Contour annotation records
______

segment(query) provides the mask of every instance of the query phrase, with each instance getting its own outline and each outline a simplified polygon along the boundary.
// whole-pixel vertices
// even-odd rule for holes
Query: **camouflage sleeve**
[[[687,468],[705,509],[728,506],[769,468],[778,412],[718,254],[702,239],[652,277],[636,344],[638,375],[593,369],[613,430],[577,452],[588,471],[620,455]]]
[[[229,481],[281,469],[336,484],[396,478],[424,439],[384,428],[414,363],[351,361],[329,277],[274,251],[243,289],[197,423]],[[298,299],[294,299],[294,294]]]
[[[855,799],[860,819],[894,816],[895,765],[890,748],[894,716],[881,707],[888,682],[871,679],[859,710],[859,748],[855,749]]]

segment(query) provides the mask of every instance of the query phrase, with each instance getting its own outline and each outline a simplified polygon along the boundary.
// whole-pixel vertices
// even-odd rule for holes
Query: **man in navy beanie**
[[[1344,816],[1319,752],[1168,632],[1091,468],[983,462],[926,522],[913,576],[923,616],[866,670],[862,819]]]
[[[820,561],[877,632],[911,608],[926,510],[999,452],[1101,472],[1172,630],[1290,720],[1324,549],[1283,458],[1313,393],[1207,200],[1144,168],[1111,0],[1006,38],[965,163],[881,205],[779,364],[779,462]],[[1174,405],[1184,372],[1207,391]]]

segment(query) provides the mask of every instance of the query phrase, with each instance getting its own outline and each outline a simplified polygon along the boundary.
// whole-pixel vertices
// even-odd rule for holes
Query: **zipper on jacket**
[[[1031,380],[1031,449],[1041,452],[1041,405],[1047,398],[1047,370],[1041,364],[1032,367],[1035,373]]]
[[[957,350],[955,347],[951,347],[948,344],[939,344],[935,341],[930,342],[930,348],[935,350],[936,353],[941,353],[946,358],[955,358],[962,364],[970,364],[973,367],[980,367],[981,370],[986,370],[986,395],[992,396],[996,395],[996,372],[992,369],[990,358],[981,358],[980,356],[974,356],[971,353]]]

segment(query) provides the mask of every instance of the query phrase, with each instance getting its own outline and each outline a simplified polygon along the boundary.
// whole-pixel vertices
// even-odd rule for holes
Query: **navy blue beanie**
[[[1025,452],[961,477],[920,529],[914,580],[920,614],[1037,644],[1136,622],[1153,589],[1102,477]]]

______

Nothing should be changed: write out all of the data as is.

segment(query) provides the mask of every instance of the query phrase, with each instance getting its own outline and each outline a simplified polygon along the boundary.
// whole-pixel vertices
// even-odd rule for holes
Query: **camouflage sleeve**
[[[687,468],[705,509],[728,506],[769,468],[778,412],[718,254],[702,239],[652,277],[636,344],[638,375],[593,369],[613,430],[577,452],[588,471],[620,455]]]
[[[229,481],[281,469],[336,484],[396,478],[424,439],[384,428],[414,363],[351,361],[329,277],[274,251],[243,289],[197,423]],[[298,299],[294,299],[294,294]]]
[[[855,799],[860,819],[894,816],[895,765],[890,748],[894,716],[881,707],[888,682],[871,679],[859,710],[859,748],[855,749]]]

segment(query) provides the mask of every instance of the query phrase, with each instance getting its own outline and each outline a simplified polygon along the boundary.
// whole-pixel vertices
// even-odd rule for holes
Query: **man in navy beanie**
[[[1344,816],[1319,752],[1168,632],[1091,468],[983,462],[926,522],[913,576],[923,616],[866,670],[862,819]]]
[[[820,561],[877,632],[911,608],[926,510],[999,452],[1101,472],[1172,630],[1290,720],[1324,549],[1283,458],[1313,393],[1207,200],[1144,168],[1111,0],[1006,38],[965,163],[881,205],[779,364],[779,462]],[[1174,405],[1184,372],[1207,391]]]

segment(query) provides the mask of every instance of the query phrase, with each instance getting its own outline and each outline a simplified polygon along the boundary.
// whole-pixel vertices
// even-odd rule for holes
Query: **zipper on jacket**
[[[1031,380],[1031,449],[1041,452],[1041,405],[1047,398],[1047,370],[1041,364],[1032,367],[1035,373]]]
[[[957,350],[955,347],[951,347],[948,344],[939,344],[935,341],[930,342],[930,348],[935,350],[936,353],[941,353],[946,358],[955,358],[962,364],[970,364],[973,367],[980,367],[981,370],[986,370],[986,395],[992,396],[996,395],[996,372],[992,369],[990,358],[981,358],[980,356],[974,356],[971,353]]]

segment(query) provides the mask of every instance of the query phrase, with each instance getting its own outline and each outline a simplified polygon along the boundary.
// whole-pixel vertices
// even-odd rule for holes
Query: **navy blue beanie**
[[[1025,452],[961,477],[920,529],[914,580],[920,614],[1037,644],[1136,622],[1153,589],[1102,477]]]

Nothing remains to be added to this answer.